» Passage given:
+++++
I first heard the words “meeting under the mango tree” as a euphemism for having a predictable, easy to access process for enabling community members to raise issues and concerns in a safe and familiar place.  There is no fixed agenda and no one-size-fits-all for these exchanges. With one company we set up drop-in centres in each local village with a designated community officer in attendance everyday. Another made it known that a company person would be available “under the mango tree” for two hours every market day. I was hoping this blog would achieve something similar – the regular, free and open sharing of ideas and experiences. Three years on and it hasn't worked as I had hoped so I'm taking a long break and having a bit of a rethink. In the meantime I have reposted a "best of" selection.

Making the most of your first site visit

Responsible Business Management |  1 February 2022

If you're working on an overseas project and have never visited the site you'll be well served to make some pre-departure arrangements ahead of your first visit so that you can tick off the actions on your "what do I need to get out of my first visit checklist". Simple actions you can take that will set you up for a smooth(er) ride include:

  1. Visit your home-country Embassy. It is their job to help companies on their way and they should be able to provide advice on what is happening in the country, who are the real players and what are the local sensitivities.
  2. The Chamber of Mines and / or Chamber of Commerce can provide a look into the experiences of other companies, the legal framework for operating in the country and legislation related to exploration, land rights and land title.
  3. Schedule introductory meetings with key government departments. Planning, health, education and police are a good place to start, as is the head of local government. Provide some information about the project – it doesn’t need to be too specific, whatever the company is comfortable with sharing – and ask how they feel about the company and what they think the project will do for them. The more levels engaged with – national, regional and local – the better, but if time is short, focus at the local level for the first visit and expand the circle during subsequent visits.
  4. Connect with NGOs working in country and particularly any that are working locally. They generally have a good idea of local community dynamics and can provide a triangulation point for what the site team is saying. They could also be potential partners for social investment activities so it is worth starting early to understand where interests may overlap.
  5. Take a few hours to visit the local communities. Getting out of the car and walk around and talk with a cross section of people such as elders, business owners, women and youth. Asking them how they are. Listening to them. Being willing to sit down and talk. In conversations asking specifically, “What are the impacts on your life of the company being here? What are the pluses, the positive impacts for you? What are the downsides, the negative impacts that concern you? What do you suggest the company could do to make sure that it sustains the positives and begin to address some of these negatives?” Doing this sends the message that the company is not afraid of and distrustful of local people, that it wants to hear and learn from local ideas and that it respects the holders of those ideas and that it is willing to be held accountable for company impacts. Also, the company will probably hear some very important concerns and some surprisingly positive ideas. Many local people do have ideas and many of these contain elements of solutions that may not be imagined from inside the company office.
  6. Visit other operations to see how they address the various social aspects, what has worked for them and what has not worked.
+++++
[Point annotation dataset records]
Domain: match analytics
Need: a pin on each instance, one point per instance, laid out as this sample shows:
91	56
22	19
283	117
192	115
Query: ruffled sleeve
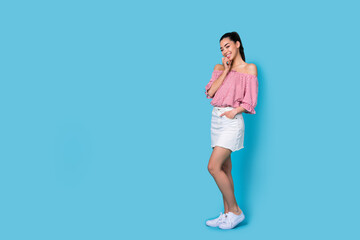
249	101
215	75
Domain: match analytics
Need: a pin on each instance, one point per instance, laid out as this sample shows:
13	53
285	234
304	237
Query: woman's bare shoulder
219	67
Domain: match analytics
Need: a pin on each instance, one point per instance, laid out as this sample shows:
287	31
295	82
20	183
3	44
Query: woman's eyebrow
224	45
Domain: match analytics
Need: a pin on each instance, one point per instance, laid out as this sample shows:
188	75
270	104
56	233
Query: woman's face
228	48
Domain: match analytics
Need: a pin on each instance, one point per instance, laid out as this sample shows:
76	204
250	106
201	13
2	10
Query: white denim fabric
226	132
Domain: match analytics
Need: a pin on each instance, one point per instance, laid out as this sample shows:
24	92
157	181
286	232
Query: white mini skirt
225	132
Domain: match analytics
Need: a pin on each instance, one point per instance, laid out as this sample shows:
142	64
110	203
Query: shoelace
222	217
229	220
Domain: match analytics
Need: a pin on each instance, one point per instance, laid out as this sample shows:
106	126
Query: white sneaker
232	220
215	222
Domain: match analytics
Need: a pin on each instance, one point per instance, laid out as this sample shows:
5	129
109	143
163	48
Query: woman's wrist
239	110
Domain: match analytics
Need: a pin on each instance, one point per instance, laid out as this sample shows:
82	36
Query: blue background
105	127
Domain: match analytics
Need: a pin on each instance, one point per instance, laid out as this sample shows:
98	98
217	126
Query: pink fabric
237	89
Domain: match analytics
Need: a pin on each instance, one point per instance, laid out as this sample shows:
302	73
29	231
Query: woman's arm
217	83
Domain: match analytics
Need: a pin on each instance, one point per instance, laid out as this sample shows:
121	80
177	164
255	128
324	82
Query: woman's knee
213	168
226	167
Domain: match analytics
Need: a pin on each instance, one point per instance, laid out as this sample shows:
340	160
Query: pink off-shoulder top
237	89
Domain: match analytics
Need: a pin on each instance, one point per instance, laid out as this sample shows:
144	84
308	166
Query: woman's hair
234	36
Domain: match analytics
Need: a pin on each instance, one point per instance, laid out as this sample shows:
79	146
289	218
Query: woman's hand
229	114
227	63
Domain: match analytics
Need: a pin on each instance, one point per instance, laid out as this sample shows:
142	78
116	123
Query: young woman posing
233	88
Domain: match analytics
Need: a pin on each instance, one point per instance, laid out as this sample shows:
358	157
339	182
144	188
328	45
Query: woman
233	88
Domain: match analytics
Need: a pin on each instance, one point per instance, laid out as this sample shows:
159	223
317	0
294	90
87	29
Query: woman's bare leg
217	159
227	166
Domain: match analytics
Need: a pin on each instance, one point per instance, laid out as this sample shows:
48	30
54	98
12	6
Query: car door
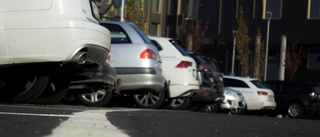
280	93
249	95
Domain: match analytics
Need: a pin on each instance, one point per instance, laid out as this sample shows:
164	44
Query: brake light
148	54
262	93
184	64
203	67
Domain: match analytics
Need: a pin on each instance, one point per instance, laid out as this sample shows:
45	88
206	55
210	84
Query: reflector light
262	93
203	66
184	64
148	54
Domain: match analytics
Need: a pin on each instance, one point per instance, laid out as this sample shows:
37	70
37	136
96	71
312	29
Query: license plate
271	98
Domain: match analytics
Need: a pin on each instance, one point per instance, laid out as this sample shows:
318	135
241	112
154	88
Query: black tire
55	90
23	89
98	98
295	110
151	99
211	108
181	103
70	98
238	111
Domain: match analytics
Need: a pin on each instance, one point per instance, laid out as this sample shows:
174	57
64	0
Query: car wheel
55	90
97	98
151	99
212	107
180	103
24	89
295	110
237	111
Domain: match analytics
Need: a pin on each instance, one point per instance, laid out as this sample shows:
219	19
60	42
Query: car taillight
148	54
184	64
262	93
203	67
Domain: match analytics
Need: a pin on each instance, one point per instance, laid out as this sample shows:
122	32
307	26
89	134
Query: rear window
198	59
234	83
259	84
118	34
157	45
178	47
143	36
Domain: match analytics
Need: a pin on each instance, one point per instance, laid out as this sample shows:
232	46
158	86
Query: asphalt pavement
79	121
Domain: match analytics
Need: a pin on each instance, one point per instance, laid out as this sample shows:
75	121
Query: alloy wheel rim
177	102
95	96
294	110
148	99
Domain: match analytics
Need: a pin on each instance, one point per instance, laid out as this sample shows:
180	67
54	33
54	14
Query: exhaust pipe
80	57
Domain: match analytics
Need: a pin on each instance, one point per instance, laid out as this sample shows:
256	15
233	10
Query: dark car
210	77
295	98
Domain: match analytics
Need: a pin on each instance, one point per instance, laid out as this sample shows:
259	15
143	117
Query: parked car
295	98
42	48
257	95
233	102
138	66
211	81
179	69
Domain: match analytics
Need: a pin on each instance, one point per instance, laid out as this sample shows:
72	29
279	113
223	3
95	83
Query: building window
314	9
154	29
272	6
185	7
155	6
169	7
314	58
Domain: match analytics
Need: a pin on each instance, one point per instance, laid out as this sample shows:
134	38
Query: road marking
31	114
91	123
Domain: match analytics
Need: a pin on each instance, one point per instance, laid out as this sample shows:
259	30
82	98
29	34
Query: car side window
118	34
234	83
156	44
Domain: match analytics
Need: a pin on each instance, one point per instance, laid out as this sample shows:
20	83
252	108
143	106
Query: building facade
298	20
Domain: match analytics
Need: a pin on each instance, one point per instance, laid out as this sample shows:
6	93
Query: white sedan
257	95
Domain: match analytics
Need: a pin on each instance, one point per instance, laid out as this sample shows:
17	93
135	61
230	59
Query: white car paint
181	80
233	99
250	92
47	30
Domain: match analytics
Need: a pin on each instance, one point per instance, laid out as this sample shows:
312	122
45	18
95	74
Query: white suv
45	44
180	71
257	95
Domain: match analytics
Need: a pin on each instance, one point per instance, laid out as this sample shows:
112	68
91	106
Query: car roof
239	77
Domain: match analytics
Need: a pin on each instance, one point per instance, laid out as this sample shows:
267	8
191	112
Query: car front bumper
208	95
106	75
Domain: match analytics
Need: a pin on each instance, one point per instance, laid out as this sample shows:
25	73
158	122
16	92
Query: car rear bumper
233	104
140	78
208	95
105	76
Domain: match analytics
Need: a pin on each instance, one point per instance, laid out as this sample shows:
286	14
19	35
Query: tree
258	57
242	43
294	56
134	13
192	34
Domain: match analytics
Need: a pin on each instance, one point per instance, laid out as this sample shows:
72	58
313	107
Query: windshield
259	84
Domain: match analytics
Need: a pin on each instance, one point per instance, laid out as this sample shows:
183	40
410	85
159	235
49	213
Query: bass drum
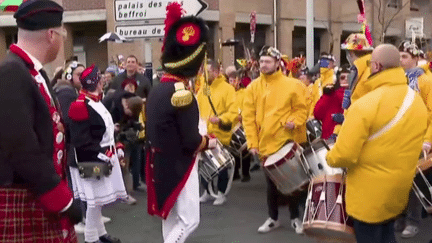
315	156
212	162
325	217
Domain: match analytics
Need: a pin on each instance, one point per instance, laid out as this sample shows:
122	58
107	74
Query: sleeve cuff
56	199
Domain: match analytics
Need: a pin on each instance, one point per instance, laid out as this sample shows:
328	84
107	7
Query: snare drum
287	170
314	129
325	217
422	183
213	161
238	140
315	157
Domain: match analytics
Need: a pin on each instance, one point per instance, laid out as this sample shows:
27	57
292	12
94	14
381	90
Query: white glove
212	143
120	154
427	147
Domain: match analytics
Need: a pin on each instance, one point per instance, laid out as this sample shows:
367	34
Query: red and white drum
315	157
325	217
287	170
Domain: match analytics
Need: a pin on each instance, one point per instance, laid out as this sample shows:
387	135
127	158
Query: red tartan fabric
22	220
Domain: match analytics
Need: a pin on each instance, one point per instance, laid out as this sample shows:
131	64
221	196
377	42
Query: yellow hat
356	42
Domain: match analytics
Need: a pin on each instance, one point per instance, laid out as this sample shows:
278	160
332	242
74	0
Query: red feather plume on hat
174	14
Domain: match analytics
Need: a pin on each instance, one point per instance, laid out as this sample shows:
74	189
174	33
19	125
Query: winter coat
222	95
328	105
270	102
380	170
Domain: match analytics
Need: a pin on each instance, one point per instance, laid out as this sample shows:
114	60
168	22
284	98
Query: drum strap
409	99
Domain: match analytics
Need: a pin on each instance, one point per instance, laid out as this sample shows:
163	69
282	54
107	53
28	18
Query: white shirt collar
37	64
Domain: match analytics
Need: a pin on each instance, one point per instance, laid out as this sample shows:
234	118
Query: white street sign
135	10
140	31
414	25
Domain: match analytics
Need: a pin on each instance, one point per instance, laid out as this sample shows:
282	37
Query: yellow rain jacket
425	87
222	95
326	77
300	131
237	107
270	102
380	171
363	72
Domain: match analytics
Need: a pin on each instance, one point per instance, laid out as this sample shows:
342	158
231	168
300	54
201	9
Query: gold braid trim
187	59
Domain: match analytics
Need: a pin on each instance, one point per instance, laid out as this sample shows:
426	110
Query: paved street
236	221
+++++
» Required work:
1/ Answer these questions about the site-visit post:
(a) How long was a company person available "under the mango tree" on each market day?
(b) Which government departments does the post name as a good place to start for introductory meetings?
(c) What date appears on "Making the most of your first site visit"?
2/ Show every line of the records that contains the word "building".
The records have no connection to the text.

» Answers for this exercise:
1/
(a) Two hours.
(b) Planning, health, education and police.
(c) 1 February 2022.

2/
Query: building window
Query: building facade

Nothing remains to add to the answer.